-- Start Material provided --

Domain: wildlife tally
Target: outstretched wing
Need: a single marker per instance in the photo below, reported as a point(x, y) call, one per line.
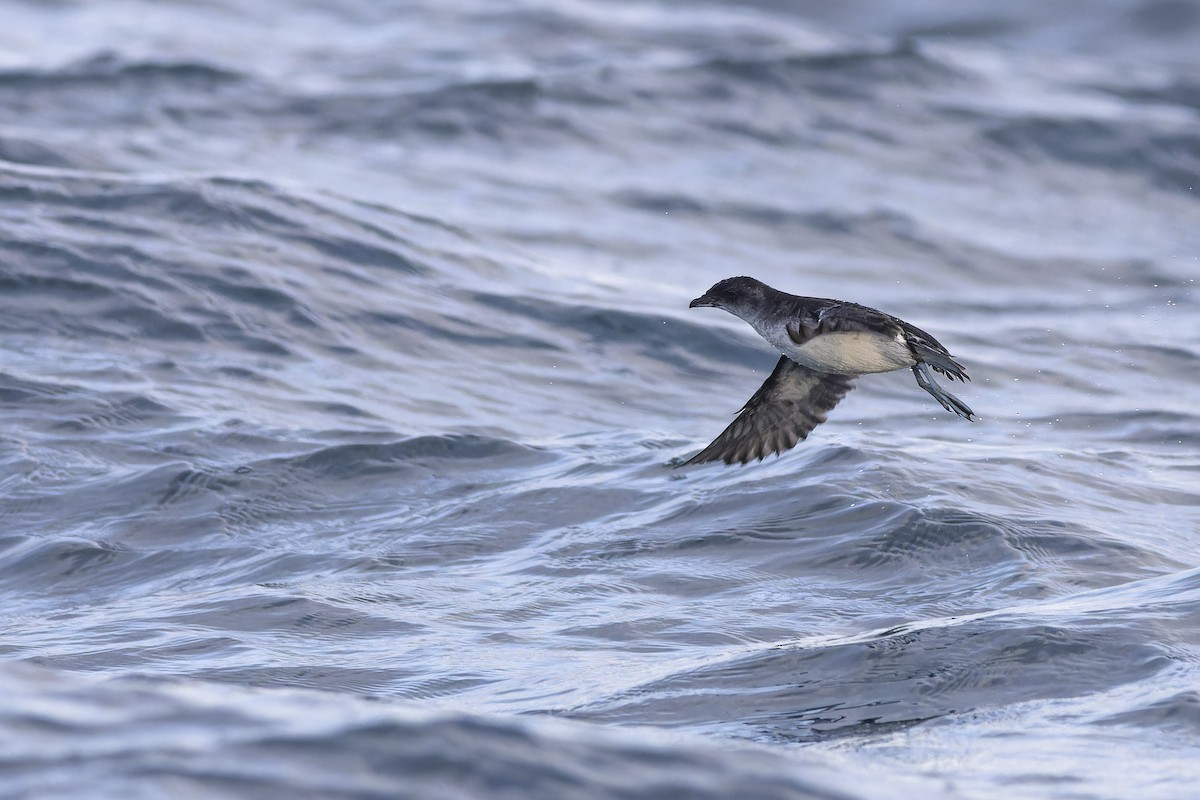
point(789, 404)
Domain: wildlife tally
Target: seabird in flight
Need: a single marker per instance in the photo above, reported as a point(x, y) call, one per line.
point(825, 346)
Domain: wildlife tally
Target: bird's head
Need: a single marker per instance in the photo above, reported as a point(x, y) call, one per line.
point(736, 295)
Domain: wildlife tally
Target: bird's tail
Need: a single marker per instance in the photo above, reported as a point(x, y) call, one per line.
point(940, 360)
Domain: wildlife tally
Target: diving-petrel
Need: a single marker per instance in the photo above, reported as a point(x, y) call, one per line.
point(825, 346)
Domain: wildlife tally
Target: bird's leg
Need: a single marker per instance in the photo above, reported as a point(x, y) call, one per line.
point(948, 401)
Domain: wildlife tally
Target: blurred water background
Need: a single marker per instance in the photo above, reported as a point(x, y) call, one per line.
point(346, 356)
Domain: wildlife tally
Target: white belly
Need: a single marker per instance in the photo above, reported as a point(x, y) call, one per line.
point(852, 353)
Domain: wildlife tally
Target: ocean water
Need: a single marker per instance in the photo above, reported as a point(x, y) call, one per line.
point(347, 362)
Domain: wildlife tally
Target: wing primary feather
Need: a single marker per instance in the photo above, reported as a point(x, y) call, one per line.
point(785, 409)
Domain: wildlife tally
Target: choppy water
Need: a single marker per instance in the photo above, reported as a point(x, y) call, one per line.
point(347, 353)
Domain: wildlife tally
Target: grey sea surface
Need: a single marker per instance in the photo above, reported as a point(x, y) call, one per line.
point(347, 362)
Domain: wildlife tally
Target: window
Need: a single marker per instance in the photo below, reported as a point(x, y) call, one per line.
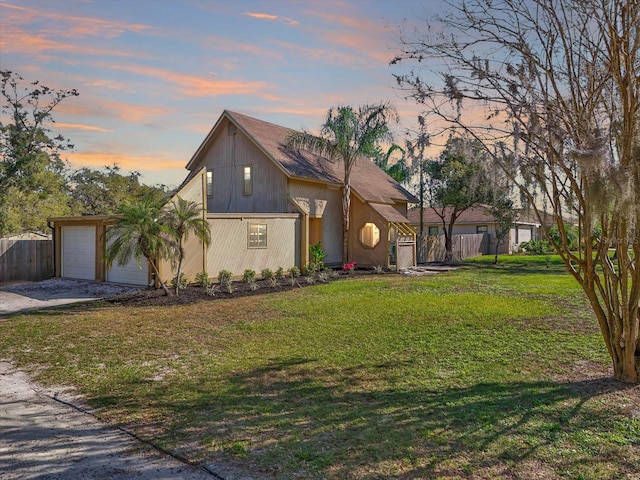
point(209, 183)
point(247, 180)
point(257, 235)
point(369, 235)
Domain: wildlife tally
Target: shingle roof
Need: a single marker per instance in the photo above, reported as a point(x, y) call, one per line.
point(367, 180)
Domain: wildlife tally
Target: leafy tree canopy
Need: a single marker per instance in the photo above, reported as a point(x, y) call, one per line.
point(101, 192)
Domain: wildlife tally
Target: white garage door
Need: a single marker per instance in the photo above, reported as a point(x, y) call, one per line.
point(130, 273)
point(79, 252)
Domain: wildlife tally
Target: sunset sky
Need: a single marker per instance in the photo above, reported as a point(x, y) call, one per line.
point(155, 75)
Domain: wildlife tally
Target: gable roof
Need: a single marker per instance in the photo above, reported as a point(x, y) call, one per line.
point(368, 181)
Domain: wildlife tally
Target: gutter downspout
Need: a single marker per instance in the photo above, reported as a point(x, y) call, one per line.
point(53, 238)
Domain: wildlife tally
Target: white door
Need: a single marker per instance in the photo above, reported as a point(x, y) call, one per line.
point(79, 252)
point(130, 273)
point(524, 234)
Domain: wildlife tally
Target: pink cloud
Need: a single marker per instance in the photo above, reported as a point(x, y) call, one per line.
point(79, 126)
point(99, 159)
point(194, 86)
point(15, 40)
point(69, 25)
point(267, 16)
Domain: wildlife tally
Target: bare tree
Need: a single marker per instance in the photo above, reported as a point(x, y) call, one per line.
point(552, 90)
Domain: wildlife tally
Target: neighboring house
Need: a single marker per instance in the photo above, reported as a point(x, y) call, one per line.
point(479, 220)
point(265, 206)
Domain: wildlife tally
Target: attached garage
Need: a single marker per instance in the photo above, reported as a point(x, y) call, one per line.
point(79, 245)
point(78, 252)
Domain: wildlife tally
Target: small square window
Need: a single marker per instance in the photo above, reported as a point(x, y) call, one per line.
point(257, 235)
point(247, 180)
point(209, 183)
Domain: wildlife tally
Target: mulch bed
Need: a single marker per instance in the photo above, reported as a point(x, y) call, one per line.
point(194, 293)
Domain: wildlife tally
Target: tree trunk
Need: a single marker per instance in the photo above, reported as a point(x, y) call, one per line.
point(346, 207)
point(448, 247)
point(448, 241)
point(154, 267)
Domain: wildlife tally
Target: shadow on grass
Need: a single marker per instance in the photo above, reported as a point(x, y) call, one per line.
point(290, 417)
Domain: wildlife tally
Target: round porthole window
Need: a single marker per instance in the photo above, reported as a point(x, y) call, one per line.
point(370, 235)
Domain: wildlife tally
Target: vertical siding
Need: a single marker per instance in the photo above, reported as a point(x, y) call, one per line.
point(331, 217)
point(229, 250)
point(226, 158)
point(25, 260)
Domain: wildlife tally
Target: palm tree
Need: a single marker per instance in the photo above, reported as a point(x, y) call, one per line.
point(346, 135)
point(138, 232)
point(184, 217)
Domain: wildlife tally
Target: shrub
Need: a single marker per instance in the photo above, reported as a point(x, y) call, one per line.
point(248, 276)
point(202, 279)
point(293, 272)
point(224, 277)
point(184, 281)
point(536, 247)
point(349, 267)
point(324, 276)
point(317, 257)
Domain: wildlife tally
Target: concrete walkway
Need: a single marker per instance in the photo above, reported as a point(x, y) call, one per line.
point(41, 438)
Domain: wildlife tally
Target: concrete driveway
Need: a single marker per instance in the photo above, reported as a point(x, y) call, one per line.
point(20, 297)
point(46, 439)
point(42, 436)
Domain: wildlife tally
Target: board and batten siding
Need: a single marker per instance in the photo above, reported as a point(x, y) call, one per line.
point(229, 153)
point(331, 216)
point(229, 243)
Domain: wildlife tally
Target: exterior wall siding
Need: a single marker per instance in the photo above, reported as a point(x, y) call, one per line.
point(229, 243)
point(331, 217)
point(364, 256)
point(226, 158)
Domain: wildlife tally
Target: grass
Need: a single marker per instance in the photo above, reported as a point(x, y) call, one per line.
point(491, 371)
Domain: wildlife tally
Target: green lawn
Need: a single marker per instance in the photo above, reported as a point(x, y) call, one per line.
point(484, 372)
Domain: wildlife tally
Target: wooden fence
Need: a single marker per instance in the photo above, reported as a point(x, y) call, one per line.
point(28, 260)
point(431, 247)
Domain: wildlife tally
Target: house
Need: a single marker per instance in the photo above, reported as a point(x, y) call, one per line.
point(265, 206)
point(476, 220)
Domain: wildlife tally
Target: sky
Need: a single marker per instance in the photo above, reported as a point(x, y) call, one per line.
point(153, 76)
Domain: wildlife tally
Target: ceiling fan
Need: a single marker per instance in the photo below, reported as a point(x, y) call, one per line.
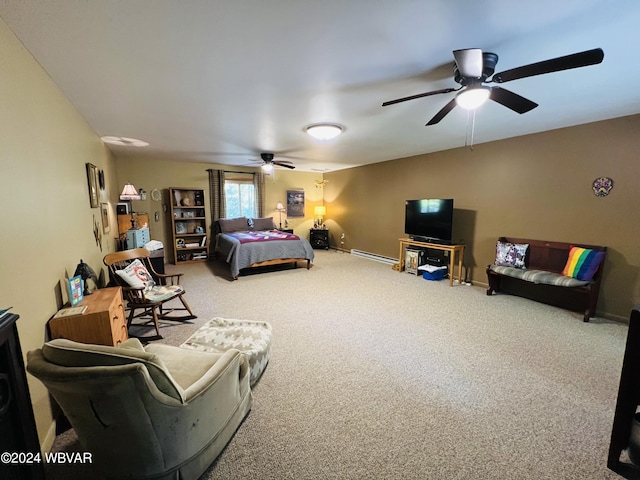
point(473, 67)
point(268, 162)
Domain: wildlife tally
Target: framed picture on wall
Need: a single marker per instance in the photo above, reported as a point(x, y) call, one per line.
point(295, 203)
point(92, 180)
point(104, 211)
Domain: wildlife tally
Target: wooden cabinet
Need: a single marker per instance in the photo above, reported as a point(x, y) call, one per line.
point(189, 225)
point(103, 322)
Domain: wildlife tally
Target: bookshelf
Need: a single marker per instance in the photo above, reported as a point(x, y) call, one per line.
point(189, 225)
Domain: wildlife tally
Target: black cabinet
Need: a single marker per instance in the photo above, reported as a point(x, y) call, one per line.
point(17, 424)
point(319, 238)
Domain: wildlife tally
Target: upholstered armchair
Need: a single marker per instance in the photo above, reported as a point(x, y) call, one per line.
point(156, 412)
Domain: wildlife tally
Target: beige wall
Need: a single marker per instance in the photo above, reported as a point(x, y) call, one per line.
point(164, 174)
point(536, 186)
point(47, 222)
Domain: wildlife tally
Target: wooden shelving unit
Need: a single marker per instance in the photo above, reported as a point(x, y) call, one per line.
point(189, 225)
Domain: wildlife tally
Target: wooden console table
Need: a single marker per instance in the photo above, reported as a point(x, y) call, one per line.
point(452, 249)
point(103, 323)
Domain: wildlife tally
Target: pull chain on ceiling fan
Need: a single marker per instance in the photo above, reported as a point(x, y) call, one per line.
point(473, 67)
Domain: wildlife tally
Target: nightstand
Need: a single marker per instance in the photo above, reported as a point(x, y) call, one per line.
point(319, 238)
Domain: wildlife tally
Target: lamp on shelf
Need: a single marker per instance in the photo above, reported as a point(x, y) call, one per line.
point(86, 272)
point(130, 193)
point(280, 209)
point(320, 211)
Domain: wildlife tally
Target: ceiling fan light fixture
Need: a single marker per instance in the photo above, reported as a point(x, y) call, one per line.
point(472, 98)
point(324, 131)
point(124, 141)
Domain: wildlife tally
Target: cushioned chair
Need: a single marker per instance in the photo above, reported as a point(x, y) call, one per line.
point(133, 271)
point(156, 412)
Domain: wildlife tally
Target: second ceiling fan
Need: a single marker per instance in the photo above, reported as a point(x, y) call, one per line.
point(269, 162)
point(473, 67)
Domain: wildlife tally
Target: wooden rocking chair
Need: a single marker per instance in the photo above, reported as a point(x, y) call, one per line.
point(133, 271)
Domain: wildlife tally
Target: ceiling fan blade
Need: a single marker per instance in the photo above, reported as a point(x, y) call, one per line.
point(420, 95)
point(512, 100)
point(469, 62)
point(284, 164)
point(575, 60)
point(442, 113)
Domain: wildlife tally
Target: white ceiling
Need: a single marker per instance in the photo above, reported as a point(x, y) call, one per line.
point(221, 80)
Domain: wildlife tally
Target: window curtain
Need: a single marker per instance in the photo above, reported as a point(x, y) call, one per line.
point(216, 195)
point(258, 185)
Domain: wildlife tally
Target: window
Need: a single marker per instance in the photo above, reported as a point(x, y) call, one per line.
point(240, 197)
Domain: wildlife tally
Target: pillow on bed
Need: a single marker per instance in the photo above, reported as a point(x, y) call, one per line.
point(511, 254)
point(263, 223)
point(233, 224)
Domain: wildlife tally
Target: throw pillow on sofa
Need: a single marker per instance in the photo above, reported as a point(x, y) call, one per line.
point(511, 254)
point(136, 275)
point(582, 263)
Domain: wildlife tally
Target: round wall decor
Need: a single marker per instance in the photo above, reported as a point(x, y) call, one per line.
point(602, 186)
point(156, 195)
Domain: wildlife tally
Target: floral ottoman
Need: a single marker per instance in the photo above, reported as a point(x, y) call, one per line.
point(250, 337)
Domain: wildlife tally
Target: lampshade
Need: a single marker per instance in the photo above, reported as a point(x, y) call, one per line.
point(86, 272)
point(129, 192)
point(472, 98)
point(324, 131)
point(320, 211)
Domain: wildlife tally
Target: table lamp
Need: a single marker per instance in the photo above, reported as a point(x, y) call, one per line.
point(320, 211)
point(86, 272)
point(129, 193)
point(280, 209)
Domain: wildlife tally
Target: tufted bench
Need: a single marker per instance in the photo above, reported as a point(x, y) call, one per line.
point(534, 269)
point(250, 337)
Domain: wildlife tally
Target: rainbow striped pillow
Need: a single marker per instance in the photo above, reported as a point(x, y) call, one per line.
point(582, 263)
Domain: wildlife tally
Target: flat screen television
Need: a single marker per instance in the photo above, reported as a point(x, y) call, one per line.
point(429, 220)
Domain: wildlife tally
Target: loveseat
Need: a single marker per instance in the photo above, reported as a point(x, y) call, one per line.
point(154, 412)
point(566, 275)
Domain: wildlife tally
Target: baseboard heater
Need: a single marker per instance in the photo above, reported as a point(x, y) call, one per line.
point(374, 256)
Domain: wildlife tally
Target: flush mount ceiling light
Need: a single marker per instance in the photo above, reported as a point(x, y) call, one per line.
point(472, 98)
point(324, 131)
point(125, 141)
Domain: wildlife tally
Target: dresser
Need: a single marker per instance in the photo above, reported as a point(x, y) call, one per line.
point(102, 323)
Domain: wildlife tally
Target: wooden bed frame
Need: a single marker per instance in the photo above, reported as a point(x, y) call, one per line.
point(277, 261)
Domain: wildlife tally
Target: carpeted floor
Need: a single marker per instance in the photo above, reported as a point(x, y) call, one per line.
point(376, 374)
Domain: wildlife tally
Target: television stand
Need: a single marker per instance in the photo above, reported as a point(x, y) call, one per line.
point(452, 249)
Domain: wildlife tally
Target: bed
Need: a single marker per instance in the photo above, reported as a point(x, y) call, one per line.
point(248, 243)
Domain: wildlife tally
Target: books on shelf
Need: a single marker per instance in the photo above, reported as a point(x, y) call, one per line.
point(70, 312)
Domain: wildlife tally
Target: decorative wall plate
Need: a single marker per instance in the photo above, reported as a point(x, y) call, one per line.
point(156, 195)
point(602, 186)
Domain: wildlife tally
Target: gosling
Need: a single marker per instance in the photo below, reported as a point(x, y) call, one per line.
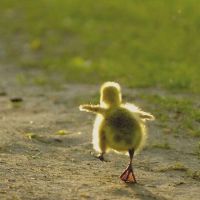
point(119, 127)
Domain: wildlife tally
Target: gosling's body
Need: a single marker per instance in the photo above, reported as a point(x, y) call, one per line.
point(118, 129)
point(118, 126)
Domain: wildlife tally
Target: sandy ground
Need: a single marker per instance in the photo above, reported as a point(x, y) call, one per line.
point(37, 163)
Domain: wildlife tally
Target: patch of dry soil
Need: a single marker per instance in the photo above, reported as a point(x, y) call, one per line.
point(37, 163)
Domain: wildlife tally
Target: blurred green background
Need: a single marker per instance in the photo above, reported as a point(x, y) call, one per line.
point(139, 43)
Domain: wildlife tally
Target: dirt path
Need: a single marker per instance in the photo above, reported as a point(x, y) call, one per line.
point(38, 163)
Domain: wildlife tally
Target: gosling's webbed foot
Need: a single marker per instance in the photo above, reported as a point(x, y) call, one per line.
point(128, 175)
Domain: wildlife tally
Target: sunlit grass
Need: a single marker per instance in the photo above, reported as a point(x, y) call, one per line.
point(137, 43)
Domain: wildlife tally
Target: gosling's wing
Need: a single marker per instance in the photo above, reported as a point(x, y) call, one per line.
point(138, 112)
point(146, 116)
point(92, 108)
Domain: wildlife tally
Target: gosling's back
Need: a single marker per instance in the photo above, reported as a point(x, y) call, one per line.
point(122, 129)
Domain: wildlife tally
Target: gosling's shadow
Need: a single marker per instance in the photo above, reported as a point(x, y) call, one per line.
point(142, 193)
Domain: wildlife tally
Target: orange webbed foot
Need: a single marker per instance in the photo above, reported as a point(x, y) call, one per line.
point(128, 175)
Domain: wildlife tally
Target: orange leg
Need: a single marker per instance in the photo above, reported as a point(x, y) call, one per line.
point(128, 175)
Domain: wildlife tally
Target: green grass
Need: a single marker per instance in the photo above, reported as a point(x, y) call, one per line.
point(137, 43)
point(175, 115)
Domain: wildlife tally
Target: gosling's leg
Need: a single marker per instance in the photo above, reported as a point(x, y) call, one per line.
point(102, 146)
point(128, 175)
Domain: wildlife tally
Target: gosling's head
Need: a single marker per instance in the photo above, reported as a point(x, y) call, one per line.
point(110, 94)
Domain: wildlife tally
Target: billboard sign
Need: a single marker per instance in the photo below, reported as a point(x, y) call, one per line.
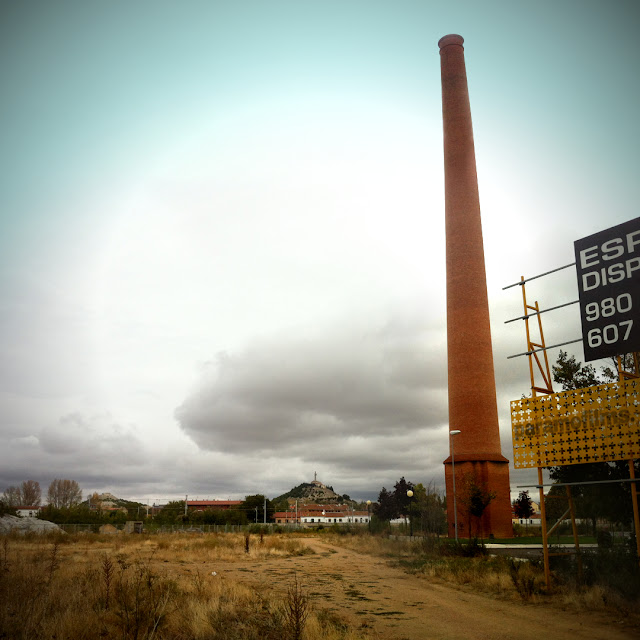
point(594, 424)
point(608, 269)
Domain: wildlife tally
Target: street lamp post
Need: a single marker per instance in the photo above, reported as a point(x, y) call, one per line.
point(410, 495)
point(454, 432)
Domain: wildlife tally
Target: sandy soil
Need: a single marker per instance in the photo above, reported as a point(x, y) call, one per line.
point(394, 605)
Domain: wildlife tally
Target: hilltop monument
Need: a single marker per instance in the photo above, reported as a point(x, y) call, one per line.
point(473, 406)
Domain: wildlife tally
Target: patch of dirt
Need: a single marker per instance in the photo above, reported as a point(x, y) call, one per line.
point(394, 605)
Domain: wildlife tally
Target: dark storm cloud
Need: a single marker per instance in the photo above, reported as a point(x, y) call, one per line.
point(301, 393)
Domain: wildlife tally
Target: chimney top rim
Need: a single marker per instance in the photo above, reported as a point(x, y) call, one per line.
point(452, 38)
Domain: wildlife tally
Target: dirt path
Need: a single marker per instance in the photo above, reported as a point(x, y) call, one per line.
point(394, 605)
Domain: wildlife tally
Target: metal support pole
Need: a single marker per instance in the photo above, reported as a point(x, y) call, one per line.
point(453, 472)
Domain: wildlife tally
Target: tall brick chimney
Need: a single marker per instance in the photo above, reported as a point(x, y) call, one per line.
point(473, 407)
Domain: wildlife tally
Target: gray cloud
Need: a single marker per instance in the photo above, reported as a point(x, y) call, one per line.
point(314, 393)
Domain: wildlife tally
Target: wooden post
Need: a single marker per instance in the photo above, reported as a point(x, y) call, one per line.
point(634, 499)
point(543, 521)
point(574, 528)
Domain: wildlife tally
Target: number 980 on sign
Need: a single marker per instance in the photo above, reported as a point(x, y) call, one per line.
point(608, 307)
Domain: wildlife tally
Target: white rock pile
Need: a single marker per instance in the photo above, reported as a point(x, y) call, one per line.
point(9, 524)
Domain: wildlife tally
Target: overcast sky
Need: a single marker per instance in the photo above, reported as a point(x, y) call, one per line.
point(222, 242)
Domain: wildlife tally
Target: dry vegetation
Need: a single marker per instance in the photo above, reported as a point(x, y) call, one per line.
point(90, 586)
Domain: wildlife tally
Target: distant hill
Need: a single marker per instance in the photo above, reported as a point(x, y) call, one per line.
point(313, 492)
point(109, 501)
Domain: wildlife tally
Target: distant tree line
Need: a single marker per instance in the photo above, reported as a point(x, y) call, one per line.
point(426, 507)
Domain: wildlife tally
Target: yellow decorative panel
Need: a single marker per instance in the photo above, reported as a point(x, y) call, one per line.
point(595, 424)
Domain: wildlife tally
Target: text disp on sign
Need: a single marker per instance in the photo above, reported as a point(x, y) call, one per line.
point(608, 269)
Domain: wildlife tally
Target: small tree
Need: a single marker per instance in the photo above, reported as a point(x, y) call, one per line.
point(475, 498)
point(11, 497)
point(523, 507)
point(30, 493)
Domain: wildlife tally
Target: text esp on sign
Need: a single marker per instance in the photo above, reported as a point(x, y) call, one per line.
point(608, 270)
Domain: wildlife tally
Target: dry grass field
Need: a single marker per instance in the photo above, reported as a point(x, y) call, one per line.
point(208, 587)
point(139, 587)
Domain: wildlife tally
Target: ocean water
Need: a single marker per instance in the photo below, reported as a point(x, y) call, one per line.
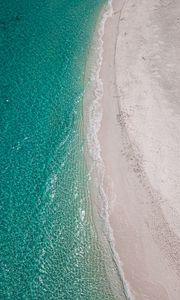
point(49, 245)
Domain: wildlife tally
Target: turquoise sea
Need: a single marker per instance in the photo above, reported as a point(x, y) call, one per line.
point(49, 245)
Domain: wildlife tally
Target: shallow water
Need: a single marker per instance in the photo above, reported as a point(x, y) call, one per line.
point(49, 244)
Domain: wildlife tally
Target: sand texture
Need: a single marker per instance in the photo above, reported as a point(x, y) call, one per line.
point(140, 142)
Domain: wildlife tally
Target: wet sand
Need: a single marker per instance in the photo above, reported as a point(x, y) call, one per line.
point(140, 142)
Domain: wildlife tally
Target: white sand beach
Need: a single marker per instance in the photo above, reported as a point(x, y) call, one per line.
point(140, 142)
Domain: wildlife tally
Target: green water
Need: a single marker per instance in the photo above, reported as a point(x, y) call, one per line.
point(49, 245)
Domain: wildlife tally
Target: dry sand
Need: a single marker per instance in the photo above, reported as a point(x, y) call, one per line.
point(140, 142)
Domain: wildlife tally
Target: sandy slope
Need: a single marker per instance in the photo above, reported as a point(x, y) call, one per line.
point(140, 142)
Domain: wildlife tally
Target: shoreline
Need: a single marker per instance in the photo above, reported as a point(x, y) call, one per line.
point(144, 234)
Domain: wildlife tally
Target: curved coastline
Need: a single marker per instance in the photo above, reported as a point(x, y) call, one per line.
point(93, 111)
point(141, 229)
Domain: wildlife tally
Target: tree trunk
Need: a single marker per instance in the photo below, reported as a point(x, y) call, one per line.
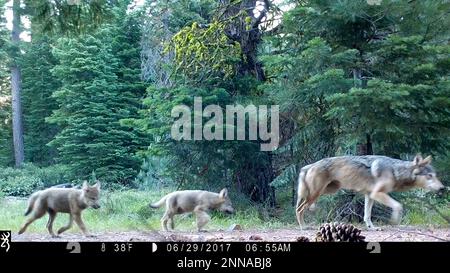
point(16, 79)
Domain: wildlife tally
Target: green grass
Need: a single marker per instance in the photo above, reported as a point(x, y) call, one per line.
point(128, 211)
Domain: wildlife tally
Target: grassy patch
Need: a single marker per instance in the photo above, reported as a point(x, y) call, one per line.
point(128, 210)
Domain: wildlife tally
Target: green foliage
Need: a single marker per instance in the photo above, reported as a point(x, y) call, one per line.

-- End Material provided --

Please copy the items word for word, from their first line through the line containing "point(346, 356)". Leave the pictures out of your copy.

▶ Right answer:
Domain: wildlife tally
Target: outstretched wing
Need: a single marker per instance in the photo below, reported as a point(x, y) call, one per line.
point(789, 404)
Domain: wildlife tally
Target: seabird in flight
Need: a single marker per instance in the photo above, reported as a point(x, y) call, one per line.
point(825, 346)
Domain: wildlife tally
Target: bird's head
Need: a single marker per instance in the photo above, reported as a point(x, y) call, one per line.
point(736, 295)
Domain: wildlife tally
Target: bird's tail
Need: a single marker per instance in the photo above, reported as a point(x, y) call, one per line.
point(940, 360)
Domain: wildlife tally
Target: diving-petrel
Need: a single marker per instance in the photo above, reported as a point(x, y) call, one per line.
point(825, 346)
Domain: wildlife tally
Target: bird's leg
Need: a single marker per instance in the photo above, reported as a point(x, y) call, one per line.
point(948, 401)
Domain: wildlife tally
Target: blurred water background
Need: a single marker per instance in the photo above, reported as a point(x, y) call, one per line.
point(346, 356)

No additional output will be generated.